COMPITI SCRITTI
1/ Di' se ciascuna affermazione è d'accordo con il testo sull'agrivoltaico, rispondendo sì o no e citando tra virgolette le parole del testo che lo decidono. (a) La richiesta di PAUR era partita dalla stessa società che voleva realizzare il progetto. (b) Secondo la sentenza, la Regione poteva imporre prima la verifica di assoggettabilità. (c) Nell'agrivoltaico la produzione agricola e il fotovoltaico stanno su terreni diversi.
2/ Riassumi in due frasi il testo sull'agrivoltaico.
3/ Prosegui il testo sull'agrivoltaico, cominciando subito dopo la sua ultima frase.

TESTO DA LEGGERE
⟨

Sentenza del Consiglio
n° 441 del 13 gennaio 2023 (QUI)
che si è pronunciata su una controversia relativa alla realizzazione di un
progetto di agrivoltaico vale a dire un sistema che coniuga la produzione agricola col fotovoltaico,
ospitando i due termini nel medesimo terreno. Recentemente per questi progetti
è stata prevista una agevolazione procedurale (vedi articolo 49 Decreto
legge 13/2023 analizzato a pagina 48 di NewsAmbiente Febbraio 2023 QUI).
La sentenza del Consiglio di Stato interviene su una controversia tra una società che voleva realizzare un progetto di agrivoltaico e la Regione che voleva imporre al posto della procedura di PAUR (su istanza peraltro della stessa ditta che voleva realizzare il progetto) prima la verifica di assoggettabilità. Secondo la sentenza la Regione non poteva imporre una procedura, peraltro meno vincolante da un punto di vista ambientale, che peraltro contrastava con la giurisprudenza della Corte Costituzionale (citata più volte nella sentenza) e le linee guida nazionali del 2010 sulla localizzazione e approvazione impianti da fonti rinnovabili.

⟩

RIGHE ESTRATTE
⟨

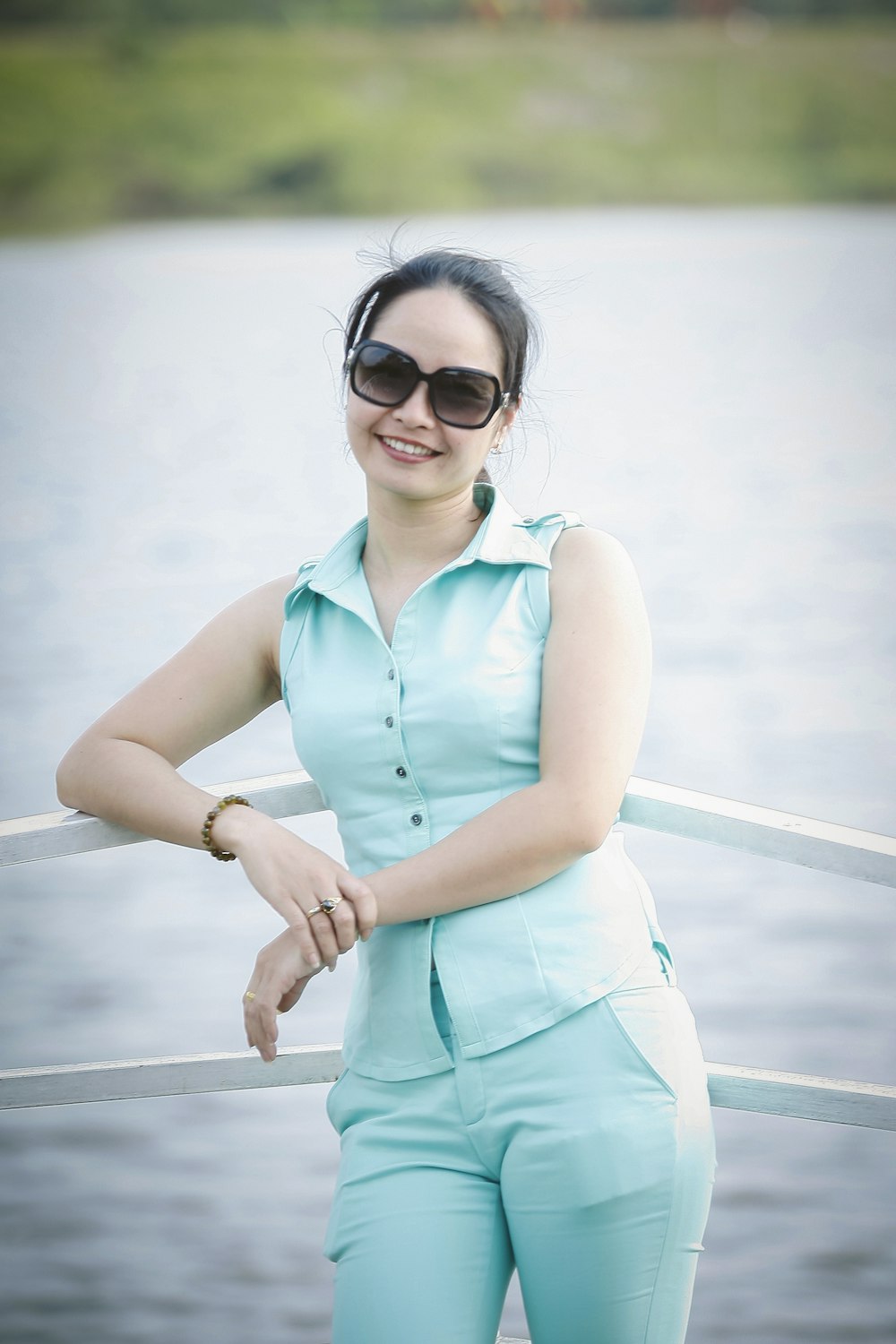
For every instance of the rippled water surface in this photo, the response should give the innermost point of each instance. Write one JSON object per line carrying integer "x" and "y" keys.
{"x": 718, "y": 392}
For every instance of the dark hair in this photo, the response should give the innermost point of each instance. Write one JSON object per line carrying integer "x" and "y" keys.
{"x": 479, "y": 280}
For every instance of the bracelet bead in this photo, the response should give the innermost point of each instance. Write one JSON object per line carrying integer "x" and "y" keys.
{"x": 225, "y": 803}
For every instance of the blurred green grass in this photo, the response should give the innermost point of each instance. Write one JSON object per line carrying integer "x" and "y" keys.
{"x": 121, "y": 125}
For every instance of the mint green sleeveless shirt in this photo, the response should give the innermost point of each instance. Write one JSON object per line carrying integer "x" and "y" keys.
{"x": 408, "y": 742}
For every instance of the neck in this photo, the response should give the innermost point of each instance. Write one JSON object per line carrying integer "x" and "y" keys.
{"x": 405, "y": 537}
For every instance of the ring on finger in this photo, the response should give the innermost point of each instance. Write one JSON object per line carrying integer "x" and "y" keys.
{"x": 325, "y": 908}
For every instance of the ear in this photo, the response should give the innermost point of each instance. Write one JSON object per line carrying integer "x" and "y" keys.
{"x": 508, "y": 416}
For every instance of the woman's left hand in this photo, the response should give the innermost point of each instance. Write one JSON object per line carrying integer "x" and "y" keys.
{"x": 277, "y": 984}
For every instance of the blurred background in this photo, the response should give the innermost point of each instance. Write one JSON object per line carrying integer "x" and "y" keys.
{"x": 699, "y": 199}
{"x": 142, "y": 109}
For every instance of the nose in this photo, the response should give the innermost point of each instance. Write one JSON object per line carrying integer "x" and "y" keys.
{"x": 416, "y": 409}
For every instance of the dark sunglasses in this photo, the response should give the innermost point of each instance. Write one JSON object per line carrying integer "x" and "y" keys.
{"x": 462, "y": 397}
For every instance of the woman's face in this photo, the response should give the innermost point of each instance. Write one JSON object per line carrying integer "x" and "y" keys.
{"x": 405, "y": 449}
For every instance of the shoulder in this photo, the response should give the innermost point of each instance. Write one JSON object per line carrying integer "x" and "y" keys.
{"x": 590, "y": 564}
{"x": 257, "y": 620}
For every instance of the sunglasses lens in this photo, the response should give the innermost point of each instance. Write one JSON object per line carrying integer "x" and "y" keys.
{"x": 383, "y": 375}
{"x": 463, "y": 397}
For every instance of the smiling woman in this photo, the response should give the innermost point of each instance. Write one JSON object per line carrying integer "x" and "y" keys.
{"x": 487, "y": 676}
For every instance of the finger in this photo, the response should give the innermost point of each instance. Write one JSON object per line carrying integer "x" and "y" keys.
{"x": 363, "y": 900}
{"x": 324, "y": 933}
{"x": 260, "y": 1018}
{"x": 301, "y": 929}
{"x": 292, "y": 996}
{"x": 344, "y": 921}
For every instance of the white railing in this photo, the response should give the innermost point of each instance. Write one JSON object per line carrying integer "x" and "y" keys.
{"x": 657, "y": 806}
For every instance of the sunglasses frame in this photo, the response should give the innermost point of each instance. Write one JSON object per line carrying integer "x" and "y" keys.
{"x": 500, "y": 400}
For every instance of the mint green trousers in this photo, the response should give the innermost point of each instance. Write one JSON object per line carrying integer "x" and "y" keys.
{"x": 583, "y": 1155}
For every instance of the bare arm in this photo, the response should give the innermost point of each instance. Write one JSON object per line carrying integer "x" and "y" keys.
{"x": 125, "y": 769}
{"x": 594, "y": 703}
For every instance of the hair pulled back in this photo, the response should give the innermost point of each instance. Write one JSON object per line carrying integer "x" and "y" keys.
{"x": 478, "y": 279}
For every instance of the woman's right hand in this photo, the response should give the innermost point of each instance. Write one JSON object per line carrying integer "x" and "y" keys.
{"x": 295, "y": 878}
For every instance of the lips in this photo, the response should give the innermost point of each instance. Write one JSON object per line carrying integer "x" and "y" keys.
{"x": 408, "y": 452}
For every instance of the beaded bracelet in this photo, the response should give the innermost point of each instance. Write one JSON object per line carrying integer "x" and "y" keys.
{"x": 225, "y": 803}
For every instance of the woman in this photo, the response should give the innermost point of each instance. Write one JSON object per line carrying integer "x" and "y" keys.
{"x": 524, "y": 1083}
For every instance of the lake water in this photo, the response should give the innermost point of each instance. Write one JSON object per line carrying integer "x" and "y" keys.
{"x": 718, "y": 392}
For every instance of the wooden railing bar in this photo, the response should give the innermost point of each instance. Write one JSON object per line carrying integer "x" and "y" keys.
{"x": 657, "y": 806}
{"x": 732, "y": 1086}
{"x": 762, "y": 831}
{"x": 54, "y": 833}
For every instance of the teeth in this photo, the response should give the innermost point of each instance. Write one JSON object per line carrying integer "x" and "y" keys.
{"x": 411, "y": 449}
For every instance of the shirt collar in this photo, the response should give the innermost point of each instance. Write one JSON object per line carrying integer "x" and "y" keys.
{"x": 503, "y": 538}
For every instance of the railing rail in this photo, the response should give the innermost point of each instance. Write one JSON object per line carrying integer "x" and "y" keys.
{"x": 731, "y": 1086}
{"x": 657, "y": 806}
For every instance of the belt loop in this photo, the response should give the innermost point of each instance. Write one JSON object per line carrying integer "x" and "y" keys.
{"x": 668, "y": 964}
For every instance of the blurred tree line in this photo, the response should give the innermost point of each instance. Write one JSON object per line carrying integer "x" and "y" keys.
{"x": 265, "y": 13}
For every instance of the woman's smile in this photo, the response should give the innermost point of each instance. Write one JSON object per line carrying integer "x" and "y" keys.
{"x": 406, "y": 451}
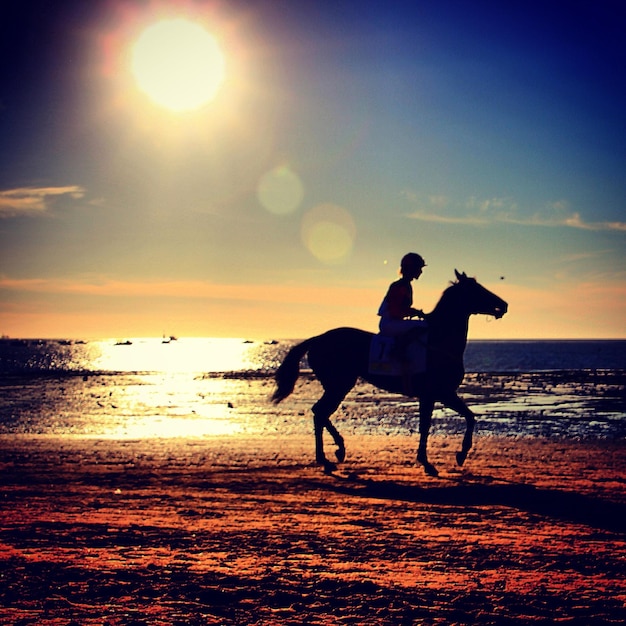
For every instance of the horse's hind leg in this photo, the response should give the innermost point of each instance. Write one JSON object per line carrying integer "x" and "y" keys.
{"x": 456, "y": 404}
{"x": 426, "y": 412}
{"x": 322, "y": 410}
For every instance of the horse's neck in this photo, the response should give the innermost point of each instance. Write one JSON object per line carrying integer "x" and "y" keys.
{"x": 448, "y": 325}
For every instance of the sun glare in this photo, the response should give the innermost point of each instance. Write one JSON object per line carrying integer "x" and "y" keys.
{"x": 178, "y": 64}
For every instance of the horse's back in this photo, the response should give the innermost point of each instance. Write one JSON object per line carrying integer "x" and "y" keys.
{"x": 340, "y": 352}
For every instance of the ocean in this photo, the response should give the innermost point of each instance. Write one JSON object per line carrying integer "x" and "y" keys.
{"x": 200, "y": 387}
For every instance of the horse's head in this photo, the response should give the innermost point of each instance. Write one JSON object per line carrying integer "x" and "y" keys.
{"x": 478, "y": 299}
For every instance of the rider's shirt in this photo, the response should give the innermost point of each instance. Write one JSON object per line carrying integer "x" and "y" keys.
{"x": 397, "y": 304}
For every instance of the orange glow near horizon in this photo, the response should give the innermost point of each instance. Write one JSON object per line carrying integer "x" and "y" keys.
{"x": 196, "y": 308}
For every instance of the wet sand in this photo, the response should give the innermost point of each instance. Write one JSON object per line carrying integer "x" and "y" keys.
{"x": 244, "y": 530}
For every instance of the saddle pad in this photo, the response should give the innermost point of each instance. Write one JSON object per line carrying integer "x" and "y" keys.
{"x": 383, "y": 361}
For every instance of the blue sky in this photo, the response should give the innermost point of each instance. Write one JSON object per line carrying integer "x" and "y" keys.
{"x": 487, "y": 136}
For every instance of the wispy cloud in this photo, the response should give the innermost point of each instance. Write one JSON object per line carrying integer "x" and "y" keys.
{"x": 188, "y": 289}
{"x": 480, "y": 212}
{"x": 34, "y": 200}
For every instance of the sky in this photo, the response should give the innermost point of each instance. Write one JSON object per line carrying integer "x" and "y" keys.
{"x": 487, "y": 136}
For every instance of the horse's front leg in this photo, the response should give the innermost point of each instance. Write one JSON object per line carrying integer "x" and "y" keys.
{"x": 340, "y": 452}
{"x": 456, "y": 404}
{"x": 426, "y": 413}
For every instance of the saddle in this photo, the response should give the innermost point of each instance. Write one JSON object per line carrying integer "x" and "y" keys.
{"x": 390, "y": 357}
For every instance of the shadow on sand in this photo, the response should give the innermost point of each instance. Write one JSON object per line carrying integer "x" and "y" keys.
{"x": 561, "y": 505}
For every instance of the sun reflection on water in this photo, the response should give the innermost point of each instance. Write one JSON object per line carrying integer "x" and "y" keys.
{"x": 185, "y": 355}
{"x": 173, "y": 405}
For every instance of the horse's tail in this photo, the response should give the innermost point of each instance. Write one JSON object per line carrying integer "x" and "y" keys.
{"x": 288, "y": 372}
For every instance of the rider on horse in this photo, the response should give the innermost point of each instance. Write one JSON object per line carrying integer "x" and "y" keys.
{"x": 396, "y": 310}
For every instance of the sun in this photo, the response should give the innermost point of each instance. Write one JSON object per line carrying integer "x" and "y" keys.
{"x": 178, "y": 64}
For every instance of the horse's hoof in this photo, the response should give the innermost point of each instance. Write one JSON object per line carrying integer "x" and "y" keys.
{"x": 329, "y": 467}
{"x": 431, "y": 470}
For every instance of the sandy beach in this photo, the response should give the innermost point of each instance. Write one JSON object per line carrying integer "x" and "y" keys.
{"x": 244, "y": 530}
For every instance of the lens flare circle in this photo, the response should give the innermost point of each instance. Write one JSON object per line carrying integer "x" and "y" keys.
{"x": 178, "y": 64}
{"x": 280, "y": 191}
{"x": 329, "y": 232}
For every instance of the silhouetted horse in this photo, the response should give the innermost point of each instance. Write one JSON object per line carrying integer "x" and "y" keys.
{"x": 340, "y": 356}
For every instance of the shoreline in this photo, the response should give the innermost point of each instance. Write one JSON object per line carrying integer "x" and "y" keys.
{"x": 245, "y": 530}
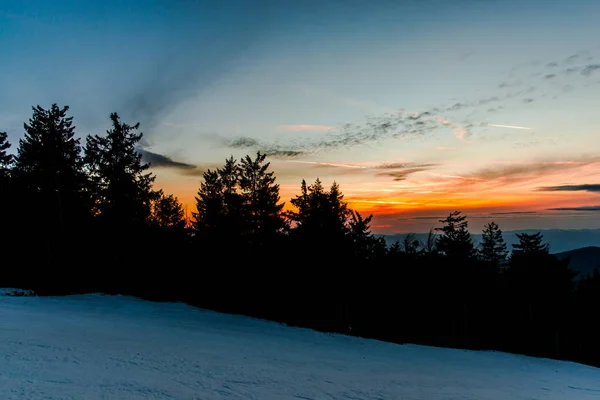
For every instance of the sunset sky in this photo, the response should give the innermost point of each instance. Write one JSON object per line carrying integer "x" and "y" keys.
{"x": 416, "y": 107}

⟩

RISPOSTE ATTESE
1/
(a) Sì: «su istanza peraltro della stessa ditta che voleva realizzare il progetto».
(b) No: «Secondo la sentenza la Regione non poteva imporre una procedura».
(c) No: «ospitando i due termini nel medesimo terreno».

2/ Con la sentenza n° 441 del 13 gennaio 2023 il Consiglio di Stato si è pronunciato su una controversia tra la Regione e una società che voleva realizzare un progetto di agrivoltaico, un sistema che unisce produzione agricola e fotovoltaico sullo stesso terreno. La Regione voleva imporre prima la verifica di assoggettabilità al posto della procedura di PAUR, ma secondo la sentenza non poteva farlo, perché questa procedura era meno vincolante dal punto di vista ambientale e contrastava con la giurisprudenza della Corte Costituzionale e con le linee guida nazionali del 2010.

3/
La sentenza è
interessante, al di la del caso specifico, perché chiarisce il ruolo vincolante
delle linee guida nazionali ex Decreto Ministeriale 10 settembre 2010 (QUI) rispetto ad eventuali scelte normative ma anche di
amministrativa attiva (vedi provvedimenti autorizzatori o di rigetto di
istanze) che non rispettano i criteri di
dette linee guida.
Vediamo nello specifico cosa afferma la sentenza.
LA SENTENZA
DEL CONSIGLIO DI STATO RESPINGE IL RILIEVO DELLA REGIONE PER CUI LE LINEE GUIDA
NAZIONALI DEL 2010 HANNO UN LIMITATO RILIEVO VINCOLANTE
Ricorda sul punto la
sentenza che secondo la consolidata giurisprudenza della Corte Costituzionale, “la
disciplina dei regimi abilitativi degli impianti alimentati da fonti
rinnovabili, riconducibile alla materia «produzione, trasporto e distribuzione
nazionale dell'energia» (art. 117, terzo comma, Cost.), deve conformarsi ai
principi fondamentali, previsti dal d.lgs. n. 387 del 2003, nonché, in
attuazione del suo art. 12, comma 10, dalle menzionate Linee guida (ex
plurimis, sentenze n. 258 del 2020 (QUI), n. 106 del 2020 (QUI), n. 286 del 2019 (QUI) e n. 69 del 2018 QUI).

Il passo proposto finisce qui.